Put everything in the listing from the line containing "Task: confirm every instance of the central" down to the line containing "[[189, 260]]", both included, into a Markdown table with the columns Number and Line, one row per line and no blank lines.

> _Data for the task_:

▽

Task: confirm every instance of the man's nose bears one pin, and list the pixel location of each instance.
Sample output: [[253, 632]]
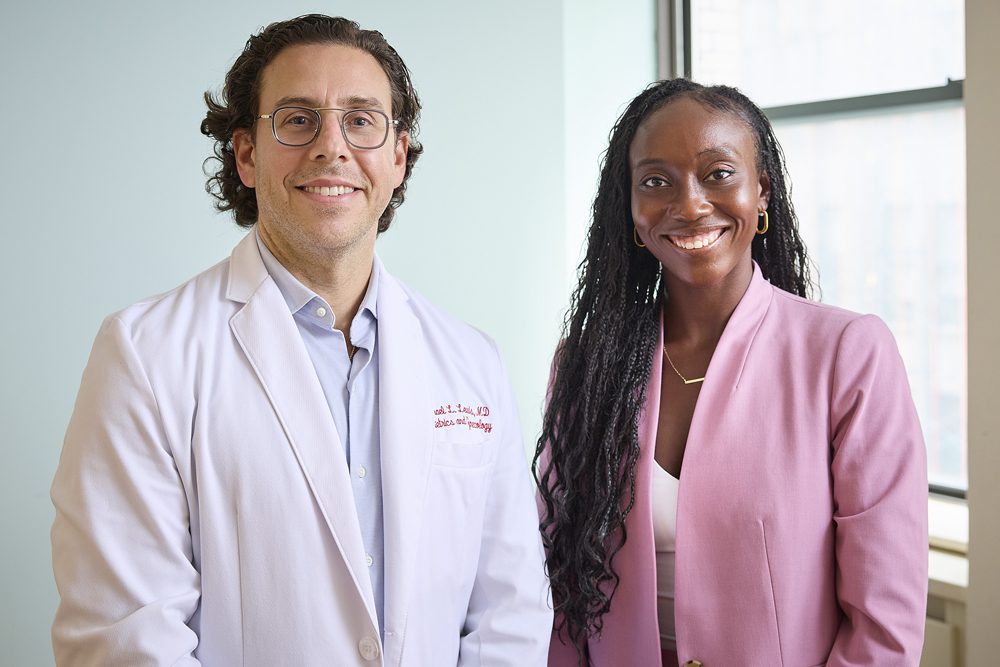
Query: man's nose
[[330, 143]]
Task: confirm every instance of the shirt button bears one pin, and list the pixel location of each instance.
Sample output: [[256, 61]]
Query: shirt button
[[368, 648]]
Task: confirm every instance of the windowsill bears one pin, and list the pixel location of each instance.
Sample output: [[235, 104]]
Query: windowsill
[[949, 575], [948, 565]]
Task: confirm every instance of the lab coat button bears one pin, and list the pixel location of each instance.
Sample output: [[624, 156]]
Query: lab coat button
[[368, 648]]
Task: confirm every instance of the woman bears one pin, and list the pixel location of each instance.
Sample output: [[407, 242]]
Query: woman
[[729, 474]]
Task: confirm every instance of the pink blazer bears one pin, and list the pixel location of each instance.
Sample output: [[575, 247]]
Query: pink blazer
[[802, 509]]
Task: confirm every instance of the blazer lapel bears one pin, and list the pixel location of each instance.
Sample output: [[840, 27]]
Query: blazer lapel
[[406, 428], [267, 333]]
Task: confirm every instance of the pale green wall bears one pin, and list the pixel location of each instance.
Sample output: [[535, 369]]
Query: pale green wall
[[101, 199]]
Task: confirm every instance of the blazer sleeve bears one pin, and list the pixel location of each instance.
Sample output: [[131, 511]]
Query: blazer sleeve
[[121, 540], [509, 619], [879, 469]]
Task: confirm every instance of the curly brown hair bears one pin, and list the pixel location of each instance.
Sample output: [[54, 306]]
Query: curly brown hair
[[236, 107]]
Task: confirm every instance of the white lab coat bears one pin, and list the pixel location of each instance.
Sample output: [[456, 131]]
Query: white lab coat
[[204, 512]]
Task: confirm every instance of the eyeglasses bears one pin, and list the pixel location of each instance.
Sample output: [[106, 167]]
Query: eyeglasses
[[299, 126]]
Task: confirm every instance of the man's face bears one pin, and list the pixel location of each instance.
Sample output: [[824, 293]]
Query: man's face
[[323, 199]]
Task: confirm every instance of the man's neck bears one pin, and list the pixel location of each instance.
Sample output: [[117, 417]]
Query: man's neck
[[340, 278]]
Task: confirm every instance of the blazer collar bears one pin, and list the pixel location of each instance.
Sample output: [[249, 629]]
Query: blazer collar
[[740, 334]]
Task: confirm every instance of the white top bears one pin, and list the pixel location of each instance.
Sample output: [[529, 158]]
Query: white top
[[664, 535]]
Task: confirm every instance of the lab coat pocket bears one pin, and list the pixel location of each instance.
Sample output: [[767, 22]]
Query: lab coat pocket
[[451, 454]]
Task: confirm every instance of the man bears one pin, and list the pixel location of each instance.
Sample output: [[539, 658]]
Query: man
[[293, 459]]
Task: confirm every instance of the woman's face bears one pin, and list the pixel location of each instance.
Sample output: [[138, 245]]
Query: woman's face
[[696, 191]]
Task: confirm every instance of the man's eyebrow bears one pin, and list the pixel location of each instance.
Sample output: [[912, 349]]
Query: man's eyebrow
[[352, 102]]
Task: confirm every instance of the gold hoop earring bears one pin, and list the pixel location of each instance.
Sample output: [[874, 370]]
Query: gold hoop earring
[[635, 237], [762, 230]]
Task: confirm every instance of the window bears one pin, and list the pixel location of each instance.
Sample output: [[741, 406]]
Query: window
[[865, 98]]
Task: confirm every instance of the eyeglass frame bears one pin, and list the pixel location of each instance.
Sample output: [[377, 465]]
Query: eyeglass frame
[[390, 122]]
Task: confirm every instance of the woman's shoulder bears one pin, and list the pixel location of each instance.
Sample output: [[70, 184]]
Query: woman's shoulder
[[817, 321]]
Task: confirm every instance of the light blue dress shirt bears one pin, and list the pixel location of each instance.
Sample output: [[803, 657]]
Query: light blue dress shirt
[[351, 389]]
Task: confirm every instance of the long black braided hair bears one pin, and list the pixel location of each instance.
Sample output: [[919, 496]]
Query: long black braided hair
[[586, 459]]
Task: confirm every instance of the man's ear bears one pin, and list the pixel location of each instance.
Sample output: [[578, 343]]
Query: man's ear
[[399, 157], [246, 158]]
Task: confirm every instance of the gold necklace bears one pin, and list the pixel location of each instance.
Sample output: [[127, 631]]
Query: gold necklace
[[669, 361]]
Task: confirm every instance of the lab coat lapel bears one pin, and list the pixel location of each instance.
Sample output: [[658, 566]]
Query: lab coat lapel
[[406, 427], [272, 343]]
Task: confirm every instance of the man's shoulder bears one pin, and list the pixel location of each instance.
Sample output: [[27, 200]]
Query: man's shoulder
[[174, 307]]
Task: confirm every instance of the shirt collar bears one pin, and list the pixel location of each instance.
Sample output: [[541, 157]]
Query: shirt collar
[[298, 296]]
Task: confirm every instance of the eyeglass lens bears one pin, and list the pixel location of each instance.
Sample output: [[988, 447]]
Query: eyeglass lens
[[298, 126]]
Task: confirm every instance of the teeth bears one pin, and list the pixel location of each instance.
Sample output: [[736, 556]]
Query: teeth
[[695, 242], [335, 191]]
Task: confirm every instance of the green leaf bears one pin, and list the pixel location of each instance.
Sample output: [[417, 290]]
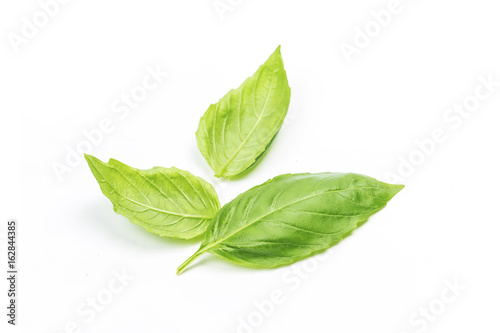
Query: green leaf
[[238, 129], [291, 217], [167, 202]]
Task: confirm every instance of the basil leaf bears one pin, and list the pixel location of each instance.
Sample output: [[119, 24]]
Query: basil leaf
[[291, 217], [238, 129], [167, 202]]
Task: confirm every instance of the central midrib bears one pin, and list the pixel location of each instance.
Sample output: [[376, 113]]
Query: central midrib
[[274, 211], [144, 205], [240, 147]]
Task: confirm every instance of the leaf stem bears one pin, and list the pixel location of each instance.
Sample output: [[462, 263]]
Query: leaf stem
[[189, 260]]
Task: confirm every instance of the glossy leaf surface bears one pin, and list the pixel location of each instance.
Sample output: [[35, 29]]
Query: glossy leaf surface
[[167, 202], [237, 130], [291, 217]]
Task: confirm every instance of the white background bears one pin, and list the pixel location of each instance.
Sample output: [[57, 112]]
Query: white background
[[363, 116]]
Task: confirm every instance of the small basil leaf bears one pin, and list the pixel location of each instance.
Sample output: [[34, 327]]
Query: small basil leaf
[[238, 129], [291, 217], [167, 202]]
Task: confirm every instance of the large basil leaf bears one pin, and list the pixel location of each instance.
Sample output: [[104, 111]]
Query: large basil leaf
[[291, 217], [167, 202], [238, 129]]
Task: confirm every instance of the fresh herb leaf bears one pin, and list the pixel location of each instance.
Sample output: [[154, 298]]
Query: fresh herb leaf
[[291, 217], [238, 129], [167, 202]]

△

> _Output below_:
| Number | Line |
|---|---|
| 1 | Task: confirm every instance of the central midrib bears one pin, and list the pixel location of each instance. |
| 2 | Sample output: [[376, 113]] |
| 3 | Query: central midrib |
| 4 | [[274, 211], [144, 205], [240, 147]] |
| 5 | Task: confirm every instance of the leaf stem bears one pin, and list the pixel location of each instance. |
| 6 | Sample output: [[462, 263]] |
| 7 | Query: leaf stem |
| 8 | [[189, 260]] |